**RECORDS FOR PROCESSING**.
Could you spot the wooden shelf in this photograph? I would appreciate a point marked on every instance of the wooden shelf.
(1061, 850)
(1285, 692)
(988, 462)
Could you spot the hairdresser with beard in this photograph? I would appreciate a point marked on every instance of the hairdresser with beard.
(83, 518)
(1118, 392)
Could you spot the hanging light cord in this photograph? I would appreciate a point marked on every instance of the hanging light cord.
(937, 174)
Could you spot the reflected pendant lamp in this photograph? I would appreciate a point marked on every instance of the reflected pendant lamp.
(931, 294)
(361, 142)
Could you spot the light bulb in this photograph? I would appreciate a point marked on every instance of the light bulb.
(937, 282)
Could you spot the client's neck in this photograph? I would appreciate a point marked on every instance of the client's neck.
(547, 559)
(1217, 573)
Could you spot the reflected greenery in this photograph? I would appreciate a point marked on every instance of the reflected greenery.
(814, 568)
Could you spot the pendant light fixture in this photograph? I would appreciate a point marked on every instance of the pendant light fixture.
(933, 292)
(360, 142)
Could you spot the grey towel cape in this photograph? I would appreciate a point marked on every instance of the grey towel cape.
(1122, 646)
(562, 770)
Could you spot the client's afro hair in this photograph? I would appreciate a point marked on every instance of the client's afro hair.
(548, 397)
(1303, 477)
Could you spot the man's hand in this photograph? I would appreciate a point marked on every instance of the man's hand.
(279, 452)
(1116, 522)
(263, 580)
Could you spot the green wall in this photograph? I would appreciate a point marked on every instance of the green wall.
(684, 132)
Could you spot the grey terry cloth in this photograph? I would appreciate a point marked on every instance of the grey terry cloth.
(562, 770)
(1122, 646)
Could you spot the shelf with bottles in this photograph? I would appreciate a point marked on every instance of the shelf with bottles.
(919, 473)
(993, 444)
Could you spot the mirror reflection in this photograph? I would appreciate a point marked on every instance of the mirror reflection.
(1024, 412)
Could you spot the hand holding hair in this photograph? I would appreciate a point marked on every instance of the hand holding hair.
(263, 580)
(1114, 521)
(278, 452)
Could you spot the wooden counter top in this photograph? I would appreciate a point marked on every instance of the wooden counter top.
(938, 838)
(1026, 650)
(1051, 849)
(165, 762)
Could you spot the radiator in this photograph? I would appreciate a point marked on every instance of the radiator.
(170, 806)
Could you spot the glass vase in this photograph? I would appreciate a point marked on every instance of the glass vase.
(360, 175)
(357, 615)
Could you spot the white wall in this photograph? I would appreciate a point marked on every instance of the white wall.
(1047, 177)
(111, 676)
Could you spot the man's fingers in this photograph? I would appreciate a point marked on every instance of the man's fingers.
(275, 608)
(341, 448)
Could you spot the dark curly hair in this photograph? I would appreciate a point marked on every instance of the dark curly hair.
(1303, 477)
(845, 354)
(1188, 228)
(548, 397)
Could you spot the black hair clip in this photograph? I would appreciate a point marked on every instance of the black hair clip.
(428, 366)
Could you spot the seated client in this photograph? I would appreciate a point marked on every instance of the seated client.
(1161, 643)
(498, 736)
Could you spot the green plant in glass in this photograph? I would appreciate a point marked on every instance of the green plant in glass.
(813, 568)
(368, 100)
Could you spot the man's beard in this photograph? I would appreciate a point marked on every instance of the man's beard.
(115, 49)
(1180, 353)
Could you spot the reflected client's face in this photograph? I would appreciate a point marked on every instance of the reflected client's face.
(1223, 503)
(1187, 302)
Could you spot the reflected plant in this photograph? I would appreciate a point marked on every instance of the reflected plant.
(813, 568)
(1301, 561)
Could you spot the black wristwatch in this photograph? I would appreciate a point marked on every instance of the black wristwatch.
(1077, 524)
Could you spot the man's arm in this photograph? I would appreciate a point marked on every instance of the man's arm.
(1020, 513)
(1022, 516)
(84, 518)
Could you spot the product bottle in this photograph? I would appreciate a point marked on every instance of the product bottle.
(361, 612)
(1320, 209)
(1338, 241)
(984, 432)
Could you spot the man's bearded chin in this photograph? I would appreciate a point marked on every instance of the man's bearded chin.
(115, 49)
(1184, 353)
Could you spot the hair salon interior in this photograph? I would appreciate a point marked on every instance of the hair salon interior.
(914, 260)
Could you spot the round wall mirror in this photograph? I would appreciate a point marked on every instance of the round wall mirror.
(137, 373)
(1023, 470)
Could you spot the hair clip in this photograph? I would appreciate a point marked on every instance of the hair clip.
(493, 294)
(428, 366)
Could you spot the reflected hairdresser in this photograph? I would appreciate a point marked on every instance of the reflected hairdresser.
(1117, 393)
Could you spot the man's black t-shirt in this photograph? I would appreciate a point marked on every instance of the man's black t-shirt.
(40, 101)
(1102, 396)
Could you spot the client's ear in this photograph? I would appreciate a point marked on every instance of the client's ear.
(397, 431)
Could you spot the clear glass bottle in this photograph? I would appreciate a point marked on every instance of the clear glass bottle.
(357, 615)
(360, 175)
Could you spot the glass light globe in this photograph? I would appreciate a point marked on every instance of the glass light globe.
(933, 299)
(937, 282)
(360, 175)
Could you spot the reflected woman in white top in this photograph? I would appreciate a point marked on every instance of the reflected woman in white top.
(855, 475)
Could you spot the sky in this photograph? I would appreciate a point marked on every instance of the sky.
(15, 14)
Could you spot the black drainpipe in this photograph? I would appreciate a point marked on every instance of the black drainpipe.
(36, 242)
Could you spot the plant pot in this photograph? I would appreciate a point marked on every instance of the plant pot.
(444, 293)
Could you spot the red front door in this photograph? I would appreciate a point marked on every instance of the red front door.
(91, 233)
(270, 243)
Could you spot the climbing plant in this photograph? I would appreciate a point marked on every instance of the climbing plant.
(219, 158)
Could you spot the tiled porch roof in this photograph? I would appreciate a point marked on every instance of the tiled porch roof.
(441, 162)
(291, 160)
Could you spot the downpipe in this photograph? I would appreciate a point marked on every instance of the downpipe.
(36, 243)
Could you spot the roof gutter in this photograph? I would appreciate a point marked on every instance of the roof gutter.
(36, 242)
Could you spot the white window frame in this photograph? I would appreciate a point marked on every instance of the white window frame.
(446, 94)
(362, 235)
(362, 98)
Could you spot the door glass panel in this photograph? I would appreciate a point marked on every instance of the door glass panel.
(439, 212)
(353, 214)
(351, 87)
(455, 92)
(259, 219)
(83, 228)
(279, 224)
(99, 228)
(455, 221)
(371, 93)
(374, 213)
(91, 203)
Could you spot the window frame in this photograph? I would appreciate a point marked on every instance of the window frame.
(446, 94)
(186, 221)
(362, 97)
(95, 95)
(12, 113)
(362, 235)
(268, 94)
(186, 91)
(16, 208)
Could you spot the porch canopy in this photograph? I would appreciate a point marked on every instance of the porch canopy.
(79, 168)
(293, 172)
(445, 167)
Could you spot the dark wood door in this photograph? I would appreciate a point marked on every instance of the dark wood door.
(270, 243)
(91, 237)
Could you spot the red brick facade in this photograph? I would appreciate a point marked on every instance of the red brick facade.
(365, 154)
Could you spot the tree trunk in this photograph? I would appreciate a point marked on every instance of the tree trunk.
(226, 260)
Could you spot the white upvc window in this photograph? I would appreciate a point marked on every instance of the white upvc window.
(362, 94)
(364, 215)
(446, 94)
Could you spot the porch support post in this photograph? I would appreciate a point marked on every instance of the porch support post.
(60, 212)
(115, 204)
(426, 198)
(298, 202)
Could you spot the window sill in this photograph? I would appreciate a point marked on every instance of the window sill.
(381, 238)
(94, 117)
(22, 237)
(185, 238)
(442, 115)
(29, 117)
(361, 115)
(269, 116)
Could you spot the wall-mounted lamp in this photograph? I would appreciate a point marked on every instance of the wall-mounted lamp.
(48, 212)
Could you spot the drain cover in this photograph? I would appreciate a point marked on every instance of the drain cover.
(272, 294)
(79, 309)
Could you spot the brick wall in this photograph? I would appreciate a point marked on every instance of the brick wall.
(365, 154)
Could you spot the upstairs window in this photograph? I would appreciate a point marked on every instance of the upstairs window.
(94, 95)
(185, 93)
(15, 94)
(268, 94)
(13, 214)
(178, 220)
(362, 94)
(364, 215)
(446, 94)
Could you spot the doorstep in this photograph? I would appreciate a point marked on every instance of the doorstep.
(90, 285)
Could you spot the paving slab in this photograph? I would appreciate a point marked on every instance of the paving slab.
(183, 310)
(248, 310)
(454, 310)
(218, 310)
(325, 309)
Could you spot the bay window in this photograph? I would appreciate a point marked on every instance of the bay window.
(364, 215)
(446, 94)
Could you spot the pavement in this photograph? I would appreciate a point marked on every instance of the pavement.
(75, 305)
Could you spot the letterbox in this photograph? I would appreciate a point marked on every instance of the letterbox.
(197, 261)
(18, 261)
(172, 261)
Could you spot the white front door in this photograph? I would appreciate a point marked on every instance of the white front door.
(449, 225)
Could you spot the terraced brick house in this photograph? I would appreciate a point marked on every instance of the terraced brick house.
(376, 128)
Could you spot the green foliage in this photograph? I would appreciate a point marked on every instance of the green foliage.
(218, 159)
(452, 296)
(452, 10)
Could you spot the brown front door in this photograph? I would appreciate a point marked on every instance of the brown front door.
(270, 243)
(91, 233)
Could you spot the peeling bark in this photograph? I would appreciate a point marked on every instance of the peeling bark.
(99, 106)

**TASK TO COMPLETE**. Print, exactly as they appear above, the lines running from the one with "Could you spot the brown" through the final line.

**ANSWER SECTION**.
Could you spot the brown front door in this photograph? I would appreciate a point marked on every instance of the brown front door.
(270, 243)
(91, 233)
Could you spot the peeling bark in this photograph? I would appreciate a point marked on every instance of the peeling bark.
(99, 106)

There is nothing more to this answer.